**Dataset entries**
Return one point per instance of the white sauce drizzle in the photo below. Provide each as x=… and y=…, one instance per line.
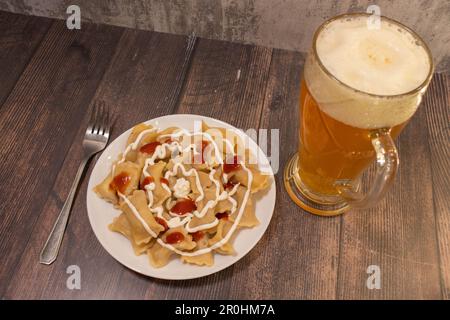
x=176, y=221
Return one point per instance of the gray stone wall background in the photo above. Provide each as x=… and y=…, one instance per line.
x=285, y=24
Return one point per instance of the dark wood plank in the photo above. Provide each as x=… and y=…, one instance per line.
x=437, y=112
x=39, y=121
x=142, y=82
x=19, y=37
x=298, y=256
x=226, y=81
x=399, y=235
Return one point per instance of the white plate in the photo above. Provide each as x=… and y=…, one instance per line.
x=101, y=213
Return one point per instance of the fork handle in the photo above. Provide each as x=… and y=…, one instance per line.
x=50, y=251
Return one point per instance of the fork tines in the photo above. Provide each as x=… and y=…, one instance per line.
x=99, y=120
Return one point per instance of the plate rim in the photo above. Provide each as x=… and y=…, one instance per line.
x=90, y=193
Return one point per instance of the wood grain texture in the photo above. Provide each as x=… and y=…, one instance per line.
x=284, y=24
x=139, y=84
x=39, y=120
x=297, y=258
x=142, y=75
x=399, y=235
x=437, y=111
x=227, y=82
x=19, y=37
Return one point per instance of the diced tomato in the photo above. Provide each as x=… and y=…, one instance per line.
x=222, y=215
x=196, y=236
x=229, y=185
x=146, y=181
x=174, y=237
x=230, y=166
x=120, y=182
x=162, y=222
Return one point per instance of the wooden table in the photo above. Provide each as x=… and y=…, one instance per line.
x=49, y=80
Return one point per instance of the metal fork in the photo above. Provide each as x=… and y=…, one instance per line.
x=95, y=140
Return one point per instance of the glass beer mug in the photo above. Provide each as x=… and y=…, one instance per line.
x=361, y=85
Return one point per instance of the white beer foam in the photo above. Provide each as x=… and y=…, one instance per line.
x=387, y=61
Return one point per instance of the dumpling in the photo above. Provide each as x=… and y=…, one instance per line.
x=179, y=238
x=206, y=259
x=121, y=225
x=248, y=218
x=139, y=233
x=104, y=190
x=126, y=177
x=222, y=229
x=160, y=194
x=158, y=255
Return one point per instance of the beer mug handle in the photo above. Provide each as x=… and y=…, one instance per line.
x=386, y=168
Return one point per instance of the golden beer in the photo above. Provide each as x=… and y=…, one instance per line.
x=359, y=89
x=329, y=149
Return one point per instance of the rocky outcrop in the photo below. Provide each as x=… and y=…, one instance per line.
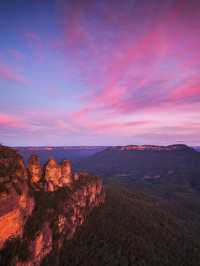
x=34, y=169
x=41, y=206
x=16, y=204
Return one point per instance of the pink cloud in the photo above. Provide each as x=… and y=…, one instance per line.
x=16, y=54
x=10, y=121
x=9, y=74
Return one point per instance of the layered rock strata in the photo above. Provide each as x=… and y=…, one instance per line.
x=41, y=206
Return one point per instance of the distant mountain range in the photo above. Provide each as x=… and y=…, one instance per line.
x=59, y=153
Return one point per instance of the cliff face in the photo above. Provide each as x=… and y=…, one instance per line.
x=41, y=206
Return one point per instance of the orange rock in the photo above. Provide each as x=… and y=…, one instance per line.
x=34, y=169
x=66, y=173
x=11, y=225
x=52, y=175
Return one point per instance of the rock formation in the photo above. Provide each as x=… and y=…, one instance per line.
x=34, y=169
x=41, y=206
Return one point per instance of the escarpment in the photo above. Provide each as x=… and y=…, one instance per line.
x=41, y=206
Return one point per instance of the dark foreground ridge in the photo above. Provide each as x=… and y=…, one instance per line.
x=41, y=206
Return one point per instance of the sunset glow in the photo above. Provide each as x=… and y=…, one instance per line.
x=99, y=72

* * *

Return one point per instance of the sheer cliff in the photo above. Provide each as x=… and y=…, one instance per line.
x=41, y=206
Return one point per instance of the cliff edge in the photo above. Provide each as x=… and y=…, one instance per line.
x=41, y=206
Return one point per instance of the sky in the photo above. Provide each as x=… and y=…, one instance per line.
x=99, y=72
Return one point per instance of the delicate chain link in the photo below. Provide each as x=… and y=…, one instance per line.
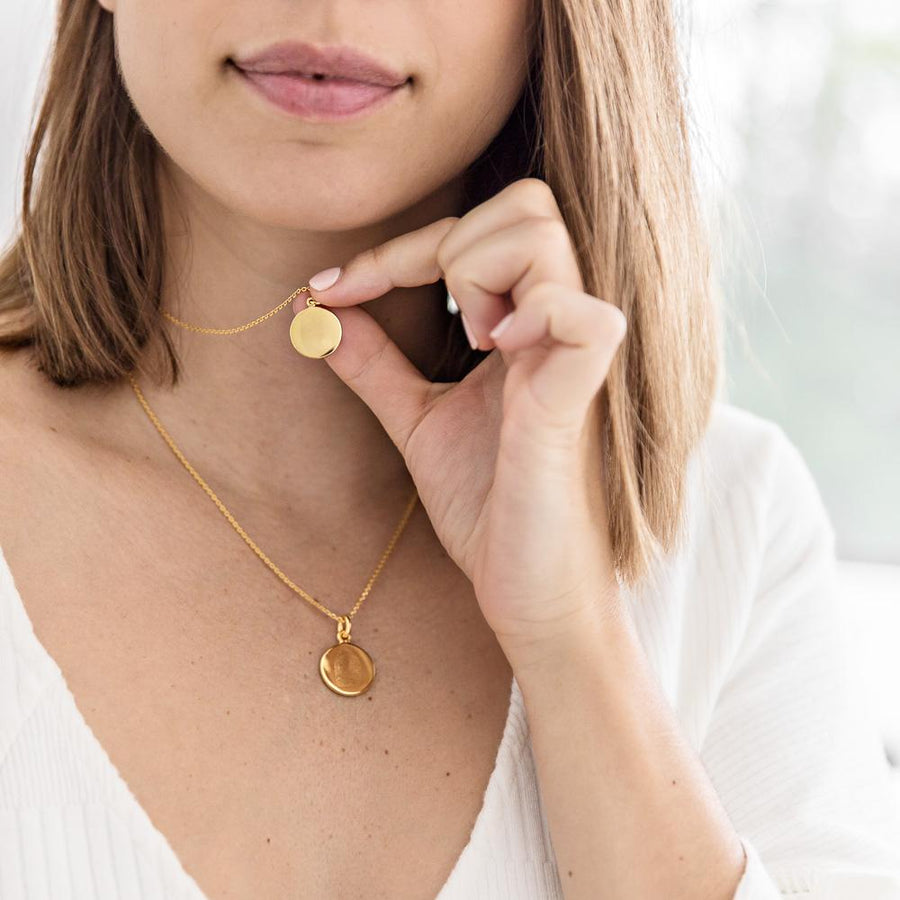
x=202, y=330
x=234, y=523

--

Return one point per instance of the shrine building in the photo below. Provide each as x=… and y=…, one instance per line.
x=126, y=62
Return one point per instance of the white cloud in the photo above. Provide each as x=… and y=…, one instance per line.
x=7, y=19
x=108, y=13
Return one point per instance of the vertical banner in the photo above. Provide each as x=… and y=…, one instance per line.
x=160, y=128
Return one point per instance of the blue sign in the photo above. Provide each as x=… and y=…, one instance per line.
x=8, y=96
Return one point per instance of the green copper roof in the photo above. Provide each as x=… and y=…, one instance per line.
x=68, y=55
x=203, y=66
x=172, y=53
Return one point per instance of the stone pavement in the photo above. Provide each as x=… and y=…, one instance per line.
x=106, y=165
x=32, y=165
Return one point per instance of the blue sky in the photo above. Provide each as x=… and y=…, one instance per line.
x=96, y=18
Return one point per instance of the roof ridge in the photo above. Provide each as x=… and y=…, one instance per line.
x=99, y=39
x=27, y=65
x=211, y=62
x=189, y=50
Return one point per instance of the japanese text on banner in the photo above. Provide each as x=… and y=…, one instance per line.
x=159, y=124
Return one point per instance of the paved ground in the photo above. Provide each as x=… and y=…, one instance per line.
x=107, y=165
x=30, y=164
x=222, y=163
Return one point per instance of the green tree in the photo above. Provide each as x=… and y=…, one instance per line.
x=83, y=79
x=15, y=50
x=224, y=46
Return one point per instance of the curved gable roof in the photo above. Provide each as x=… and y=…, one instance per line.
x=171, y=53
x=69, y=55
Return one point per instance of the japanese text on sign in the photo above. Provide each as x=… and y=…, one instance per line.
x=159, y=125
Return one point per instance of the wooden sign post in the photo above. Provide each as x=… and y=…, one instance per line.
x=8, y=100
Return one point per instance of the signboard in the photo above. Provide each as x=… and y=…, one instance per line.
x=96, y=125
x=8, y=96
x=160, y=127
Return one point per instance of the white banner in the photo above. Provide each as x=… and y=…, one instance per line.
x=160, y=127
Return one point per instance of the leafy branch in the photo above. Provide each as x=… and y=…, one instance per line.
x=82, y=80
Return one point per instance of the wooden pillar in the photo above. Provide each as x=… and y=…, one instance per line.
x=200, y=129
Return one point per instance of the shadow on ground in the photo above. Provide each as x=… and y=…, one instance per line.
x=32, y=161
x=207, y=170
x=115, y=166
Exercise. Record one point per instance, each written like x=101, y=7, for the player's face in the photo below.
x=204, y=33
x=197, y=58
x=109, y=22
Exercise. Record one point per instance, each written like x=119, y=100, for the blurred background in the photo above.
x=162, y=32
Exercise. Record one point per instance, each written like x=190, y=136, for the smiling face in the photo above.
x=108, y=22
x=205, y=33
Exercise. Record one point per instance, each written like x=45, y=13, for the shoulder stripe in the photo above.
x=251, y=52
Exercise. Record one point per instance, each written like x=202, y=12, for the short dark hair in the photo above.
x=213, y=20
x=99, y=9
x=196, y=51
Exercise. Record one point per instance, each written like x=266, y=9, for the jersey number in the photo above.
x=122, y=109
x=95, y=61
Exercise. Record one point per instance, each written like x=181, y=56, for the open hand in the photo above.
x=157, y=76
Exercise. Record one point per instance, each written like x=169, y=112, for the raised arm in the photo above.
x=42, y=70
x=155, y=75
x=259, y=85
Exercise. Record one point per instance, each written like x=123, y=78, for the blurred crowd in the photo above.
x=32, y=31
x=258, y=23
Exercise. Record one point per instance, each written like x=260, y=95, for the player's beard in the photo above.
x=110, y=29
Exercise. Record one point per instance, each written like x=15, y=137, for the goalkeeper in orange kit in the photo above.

**WORK TASK**
Among the entries above, copy exactly only the lines starting with the one containing "hand in the photo above." and going through the one containing "kit in the photo above.", both ends included.

**RESULT OF THIS TASK**
Exercise. Record one point per instance, each written like x=181, y=56, for the open hand in the photo above.
x=157, y=76
Exercise. Record one point per instance, each written like x=169, y=112, for the raised arm in the photo above.
x=42, y=70
x=155, y=75
x=259, y=85
Exercise. Record one point per instance, each written like x=123, y=78, for the blurred crowd in the photo above.
x=32, y=31
x=258, y=23
Exercise. Record one point per instance, each written like x=260, y=95, for the player's beard in the photo above.
x=110, y=29
Exercise. Record one point per instance, each written like x=15, y=137, for the goalkeeper in orange kit in the photo above.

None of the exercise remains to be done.